**To-do list**
a) Rewrite the part of the passage on agricultural drone regulation that opens with the words "Due to mass-based" and closes with "civil aircraft registry.", putting "remote pilot certificate" in place of "remote pilot license".
b) Write the next part of the passage on agricultural drone regulation, picking up right after its final sentence.

## start Document

It is worth noting that the legal framework for UAS is evolving continuously, and many regulatory gaps have already been addressed. For example, procedures for using airspace for aerial chemical applications have been simplified to an acceptable level. A declarative system for UAS type certification has been introduced. However, the current regulatory norms still cannot be considered optimal.
Due to mass-based classification rules, nearly all agricultural drones fall into the category of UAVs over 30 kg, which subjects them to a number of significant regulatory requirements, including:

• possession of an airworthiness certificate,
• operation only by individuals holding a remote pilot license, classifying them as aviation personnel,
• compliance with federal aviation regulations during flights,
• certification of operators performing aerial chemical work,
• registration of ownership and inclusion of the drone in the Russian civil aircraft registry.
At the same time, the existing procedures for aircraft and operator certification and training requirements for remote pilots are excessive and misaligned with the low-risk scenarios typically involved in agricultural drone use. Moreover, Federal Aviation Rules prohibit nighttime flights for aerial chemical work, despite this being the most optimal time for such treatments. The presence or absence of natural light is irrelevant for automated UAS operations.
An optimal solution to both aviation and agricultural regulatory barriers (the latter discussed below) could be equating agricultural drones with ground-based agricultural machinery. In many cases, the operational parameters of modern self-propelled ground sprayers are no different from those of agricultural drones. This approach would allow the use of the existing regulatory framework and enable the application of officially registered agrochemicals listed in the State Catalog of Pesticides and Agrochemicals.
A compromise solution could be to classify agricultural drones as a distinct, limited category of aircraft subject to simplified certification procedures based on a risk-oriented approach. Personnel operating these drones would no longer be classified as aviation personnel, and training requirements would be tailored to the specific nature of agricultural drone operations, with additional training in handling agrochemicals.
Operator certification procedures for agricultural drones should reflect these specific conditions and be aligned with the operational documentation. Instead of mandatory registration in the federal civil aircraft registry, drones over 30 kg could be subject to a simplified registration system—similar to that used for drones under 30 kg—which operates through the Gosuslugi government portal. This system effectively fulfills the main function: identifying the drone and its owner when needed. Given the relatively short service life of agricultural drones (up to four years), this step would not only reduce the administrative burden on operators but also ease the workload of Rosaviatsiya, the federal agency responsible for registering UAS over 30 kg. 

6.2.

Agricultural Barriers

The barriers in this category are primarily related to the procedures for the use and safe handling of agrochemicals applied via unmanned aerial systems (UAS). Current sanitary regulations and the procedure for the registration and application of pesticides and agrochemicals make no mention of unmanned aerial vehicles (UAVs) or unmanned aerial systems (UAS). As a result, the use of UAS is treated as equivalent to manned agricultural aviation, and all corresponding requirements are applied.
This unjustified generalization of regulatory norms leads to overly strict requirements, such as excessively large sanitary buffer zones between treated fields and nearby settlements, water bodies, and similar sites. It also entails unrealistic infrastructure demands, including the construction and use of specialized aerodrome facilities, along with other constraints that are irrelevant to agricultural drones.

## end Document
## start Entries supplied

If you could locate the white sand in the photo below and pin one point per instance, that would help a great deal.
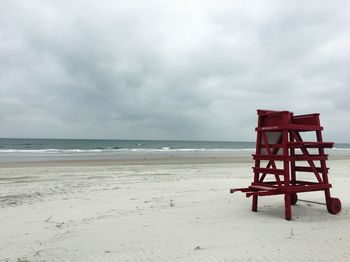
(163, 212)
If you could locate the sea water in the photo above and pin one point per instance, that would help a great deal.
(22, 149)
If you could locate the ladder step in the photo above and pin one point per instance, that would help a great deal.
(309, 169)
(268, 171)
(310, 144)
(290, 158)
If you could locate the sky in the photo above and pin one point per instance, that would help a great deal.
(173, 70)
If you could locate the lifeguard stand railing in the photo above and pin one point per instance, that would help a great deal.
(282, 154)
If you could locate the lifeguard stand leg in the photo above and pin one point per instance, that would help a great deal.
(255, 204)
(288, 209)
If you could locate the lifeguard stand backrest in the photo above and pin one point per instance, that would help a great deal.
(271, 122)
(309, 119)
(273, 119)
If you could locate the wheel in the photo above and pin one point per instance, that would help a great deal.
(293, 198)
(334, 206)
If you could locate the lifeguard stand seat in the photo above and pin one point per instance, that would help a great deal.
(281, 154)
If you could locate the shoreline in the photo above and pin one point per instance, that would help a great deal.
(142, 158)
(162, 208)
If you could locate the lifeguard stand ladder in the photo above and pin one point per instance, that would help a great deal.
(281, 154)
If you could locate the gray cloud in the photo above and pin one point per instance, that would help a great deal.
(170, 70)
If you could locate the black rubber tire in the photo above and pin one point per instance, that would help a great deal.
(334, 206)
(293, 198)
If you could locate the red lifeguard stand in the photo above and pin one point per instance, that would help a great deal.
(281, 154)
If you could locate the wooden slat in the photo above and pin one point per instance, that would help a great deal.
(309, 169)
(269, 170)
(310, 144)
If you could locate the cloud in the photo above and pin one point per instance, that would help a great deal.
(170, 70)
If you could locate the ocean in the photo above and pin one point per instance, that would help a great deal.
(15, 149)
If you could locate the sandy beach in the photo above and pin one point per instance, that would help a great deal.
(170, 208)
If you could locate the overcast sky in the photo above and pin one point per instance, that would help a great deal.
(193, 70)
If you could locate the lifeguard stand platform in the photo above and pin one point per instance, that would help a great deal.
(281, 154)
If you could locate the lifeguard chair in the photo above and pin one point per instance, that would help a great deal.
(281, 154)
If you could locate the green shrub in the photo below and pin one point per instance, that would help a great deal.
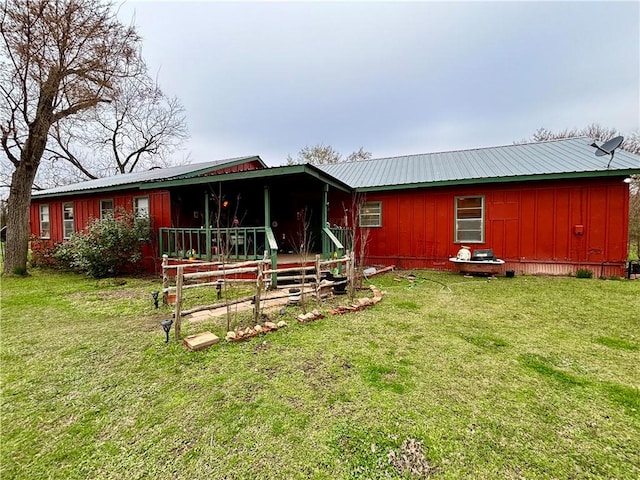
(42, 252)
(107, 246)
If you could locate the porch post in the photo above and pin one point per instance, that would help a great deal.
(207, 227)
(267, 227)
(267, 207)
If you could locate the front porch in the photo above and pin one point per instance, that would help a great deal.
(244, 243)
(240, 216)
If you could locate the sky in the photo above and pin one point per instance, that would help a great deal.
(396, 78)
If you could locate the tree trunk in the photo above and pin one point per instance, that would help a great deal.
(22, 179)
(18, 219)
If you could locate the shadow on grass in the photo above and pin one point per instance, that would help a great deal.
(627, 397)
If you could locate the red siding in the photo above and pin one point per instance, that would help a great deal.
(531, 226)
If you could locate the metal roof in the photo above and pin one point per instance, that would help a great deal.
(566, 157)
(132, 180)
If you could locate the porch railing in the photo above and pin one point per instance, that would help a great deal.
(240, 243)
(334, 241)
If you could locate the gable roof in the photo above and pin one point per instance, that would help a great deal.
(136, 179)
(566, 158)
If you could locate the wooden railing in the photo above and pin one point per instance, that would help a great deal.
(240, 243)
(335, 241)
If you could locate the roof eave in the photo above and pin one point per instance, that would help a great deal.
(268, 172)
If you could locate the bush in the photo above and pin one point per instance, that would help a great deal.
(42, 252)
(107, 246)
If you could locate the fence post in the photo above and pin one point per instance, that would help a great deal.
(165, 278)
(256, 303)
(318, 276)
(178, 313)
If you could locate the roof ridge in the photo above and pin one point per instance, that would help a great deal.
(461, 150)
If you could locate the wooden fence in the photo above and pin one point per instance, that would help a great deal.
(260, 273)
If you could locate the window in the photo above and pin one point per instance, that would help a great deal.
(68, 225)
(106, 208)
(469, 219)
(370, 214)
(141, 207)
(45, 229)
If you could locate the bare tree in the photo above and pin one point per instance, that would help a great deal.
(57, 58)
(594, 131)
(138, 130)
(358, 238)
(321, 154)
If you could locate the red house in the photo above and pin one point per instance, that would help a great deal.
(550, 208)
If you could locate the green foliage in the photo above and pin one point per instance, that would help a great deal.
(107, 246)
(42, 252)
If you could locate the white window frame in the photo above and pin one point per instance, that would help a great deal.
(104, 211)
(68, 224)
(370, 214)
(458, 222)
(45, 219)
(137, 210)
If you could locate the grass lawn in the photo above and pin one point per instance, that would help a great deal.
(447, 377)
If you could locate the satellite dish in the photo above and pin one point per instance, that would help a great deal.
(608, 148)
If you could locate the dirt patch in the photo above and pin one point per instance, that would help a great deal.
(410, 460)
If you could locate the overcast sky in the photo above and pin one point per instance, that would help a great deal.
(268, 78)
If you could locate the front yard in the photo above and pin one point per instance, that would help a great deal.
(447, 377)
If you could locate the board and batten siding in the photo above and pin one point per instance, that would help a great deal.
(87, 207)
(545, 227)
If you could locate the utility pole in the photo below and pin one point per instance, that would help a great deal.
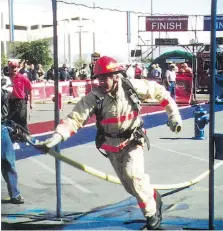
(94, 29)
(11, 20)
(56, 110)
(151, 31)
(80, 42)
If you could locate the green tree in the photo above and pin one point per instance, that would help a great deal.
(35, 52)
(3, 59)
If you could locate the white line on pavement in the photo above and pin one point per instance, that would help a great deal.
(180, 153)
(73, 183)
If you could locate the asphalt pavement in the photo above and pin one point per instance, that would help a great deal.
(88, 202)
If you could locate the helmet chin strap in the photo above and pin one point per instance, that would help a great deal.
(114, 87)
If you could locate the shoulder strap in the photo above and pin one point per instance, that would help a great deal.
(129, 89)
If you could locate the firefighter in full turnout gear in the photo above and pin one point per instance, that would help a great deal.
(119, 124)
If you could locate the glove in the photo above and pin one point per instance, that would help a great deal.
(49, 143)
(175, 123)
(17, 132)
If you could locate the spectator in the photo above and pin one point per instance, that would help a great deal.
(64, 74)
(138, 72)
(32, 73)
(50, 74)
(7, 152)
(7, 79)
(17, 102)
(73, 74)
(83, 73)
(6, 70)
(40, 72)
(171, 81)
(91, 67)
(130, 72)
(155, 72)
(159, 70)
(24, 69)
(176, 69)
(144, 71)
(185, 69)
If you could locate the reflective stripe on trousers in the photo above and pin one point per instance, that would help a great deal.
(129, 167)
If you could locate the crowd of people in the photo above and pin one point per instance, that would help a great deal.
(36, 73)
(16, 86)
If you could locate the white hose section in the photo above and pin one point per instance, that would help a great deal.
(116, 180)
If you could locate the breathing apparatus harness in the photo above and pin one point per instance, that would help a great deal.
(138, 132)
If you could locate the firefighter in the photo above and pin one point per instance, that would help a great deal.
(120, 130)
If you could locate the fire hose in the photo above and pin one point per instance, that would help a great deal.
(92, 171)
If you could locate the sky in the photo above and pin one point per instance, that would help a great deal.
(110, 27)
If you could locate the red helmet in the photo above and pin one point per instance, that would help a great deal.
(13, 64)
(106, 65)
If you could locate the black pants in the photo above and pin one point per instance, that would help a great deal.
(18, 112)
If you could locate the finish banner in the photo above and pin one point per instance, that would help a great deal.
(167, 23)
(207, 23)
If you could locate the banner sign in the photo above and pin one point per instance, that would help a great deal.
(207, 23)
(167, 23)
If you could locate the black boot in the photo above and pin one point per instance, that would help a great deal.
(155, 221)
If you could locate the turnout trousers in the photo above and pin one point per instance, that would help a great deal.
(129, 167)
(8, 163)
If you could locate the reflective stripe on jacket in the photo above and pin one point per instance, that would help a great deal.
(117, 111)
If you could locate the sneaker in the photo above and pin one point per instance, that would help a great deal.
(154, 222)
(17, 200)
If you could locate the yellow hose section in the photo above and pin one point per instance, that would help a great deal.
(116, 180)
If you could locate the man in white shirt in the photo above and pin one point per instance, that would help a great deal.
(171, 80)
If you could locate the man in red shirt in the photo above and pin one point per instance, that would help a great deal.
(17, 102)
(138, 72)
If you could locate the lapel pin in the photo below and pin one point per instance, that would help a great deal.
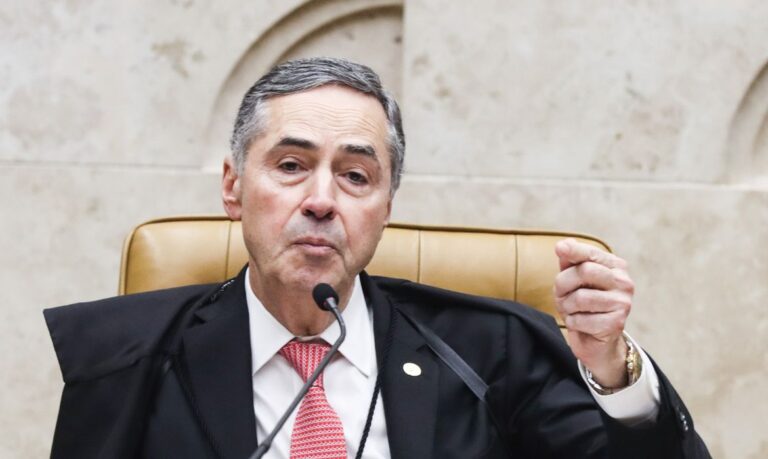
(411, 369)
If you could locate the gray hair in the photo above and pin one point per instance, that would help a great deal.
(304, 74)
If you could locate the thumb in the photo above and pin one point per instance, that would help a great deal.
(563, 252)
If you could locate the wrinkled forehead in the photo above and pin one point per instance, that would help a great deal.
(330, 110)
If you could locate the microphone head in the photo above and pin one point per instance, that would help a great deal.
(321, 293)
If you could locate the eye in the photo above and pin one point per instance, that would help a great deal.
(357, 178)
(289, 166)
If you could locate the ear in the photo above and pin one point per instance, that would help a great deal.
(389, 212)
(230, 190)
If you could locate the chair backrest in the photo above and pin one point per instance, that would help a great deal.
(517, 265)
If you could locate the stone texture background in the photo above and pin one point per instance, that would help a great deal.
(642, 122)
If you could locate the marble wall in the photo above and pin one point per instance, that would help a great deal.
(641, 122)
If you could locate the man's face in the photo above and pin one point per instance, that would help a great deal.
(314, 193)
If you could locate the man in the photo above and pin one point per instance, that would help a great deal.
(206, 371)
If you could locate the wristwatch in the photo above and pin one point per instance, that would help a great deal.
(634, 369)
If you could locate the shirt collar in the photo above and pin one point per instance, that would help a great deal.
(268, 335)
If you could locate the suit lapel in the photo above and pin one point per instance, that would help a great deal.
(410, 401)
(217, 354)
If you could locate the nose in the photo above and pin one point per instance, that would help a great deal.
(320, 202)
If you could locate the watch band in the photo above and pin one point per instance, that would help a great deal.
(634, 365)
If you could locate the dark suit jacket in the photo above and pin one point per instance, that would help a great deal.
(114, 403)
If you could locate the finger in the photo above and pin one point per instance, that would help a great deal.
(587, 274)
(571, 252)
(588, 301)
(598, 325)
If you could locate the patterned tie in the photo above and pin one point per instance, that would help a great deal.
(318, 432)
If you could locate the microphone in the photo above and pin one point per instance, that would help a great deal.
(326, 299)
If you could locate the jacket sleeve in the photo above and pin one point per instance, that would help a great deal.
(551, 413)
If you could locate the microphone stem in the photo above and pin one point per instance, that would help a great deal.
(264, 447)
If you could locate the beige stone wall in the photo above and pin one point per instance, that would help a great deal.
(642, 122)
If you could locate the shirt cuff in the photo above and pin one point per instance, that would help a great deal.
(636, 404)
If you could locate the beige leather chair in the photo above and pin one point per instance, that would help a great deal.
(517, 265)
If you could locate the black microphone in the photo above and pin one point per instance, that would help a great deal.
(326, 299)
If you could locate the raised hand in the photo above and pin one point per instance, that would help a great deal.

## end Entries supplied

**Final answers**
a)
Due to mass-based classification rules, nearly all agricultural drones fall into the category of UAVs over 30 kg, which subjects them to a number of significant regulatory requirements, including:

• possession of an airworthiness certificate,
• operation only by individuals holding a remote pilot certificate, classifying them as aviation personnel,
• compliance with federal aviation regulations during flights,
• certification of operators performing aerial chemical work,
• registration of ownership and inclusion of the drone in the Russian civil aircraft registry.

b)
It is expected that some of these barriers will be lifted by the end of 2024 as part of the implementation of the “Roadmap for Removing Regulatory Barriers to the Certification, Operation, and Use of Unmanned Aerial Systems in Various Sectors of the Economy.”
Another major challenge in the Russian market is the complex and resource-intensive registration process for agrochemicals. This means that even products specifically developed or adapted for use with agricultural drones must undergo a two-year registration cycle, costing millions of dollars, in order to be approved for aerial application via UAS. Despite strong interest from agrochemical developers in this emerging market, several more years will be needed before specialized products become widely available. However, current practice shows that many existing formulations can already be effectively applied using drones.
In addition, accelerating the deployment of agricultural drones requires further adaptation of technologies to the specific characteristics of Russian crops (hybrids) and soil and climate conditions. For effective integration, there is a need for dedicated testing grounds where various application rates and treatment methods can be trialed on different crops to validate hypotheses and determine optimal operating parameters. This would allow for evidence-based recommendations for the use of specific products on specific crops. Currently, each company handles this process independently.
A viable solution to this challenge would be the creation of a specialized scientific and industrial center for UAS in agriculture, within the framework of the national project “Unmanned Aerial Systems.” This center would focus on the advancement and standardization of agricultural drone technologies. 

Classifying agricultural drones as agricultural machinery could significantly simplify operations for agricultural producers [53]. According to the protocol of tests conducted in the spring of 2024 at the request of the Ministry of Agriculture of the Russian Federation, agricultural drones can be classified as agricultural machinery under the category of “Sprayers,” in accordance with Government Decree No. 740 dated August 1, 2016, “On the Determination of Functional Characteristics (Consumer Properties) and the Efficiency of Agricultural Machinery and Equipment.”

6.3. 

Barriers Related to Spatial Data Usage

In the context of using monitoring unmanned aerial systems (UAS) for crop surveying, a major obstacle is the classified nature of aerial imaging results. All captured materials are subject to declassification procedures and, until completed, are considered state secrets. As a result, performing aerial work involving aerial photography requires not only an operator’s certificate, but also an FSB license for handling classified information. The resulting imagery must undergo mandatory declassification. While such an approach may be acceptable for certain tasks—such as the creation of digital maps—for precision agriculture, even a one-week delay can render the captured data obsolete and worthless [52].
The extensive range of administrative barriers in this commercially promising sector has led to the emergence of a “grey zone” in the agricultural drone services market. The growing demand is currently being met by entrepreneurs who are willing to assume potential liabilities under civil aviation, administrative, and even criminal law. This situation simultaneously confirms the commercial potential of UAS in agriculture and deters larger market players whose reputational and financial risks outweigh the possible benefits.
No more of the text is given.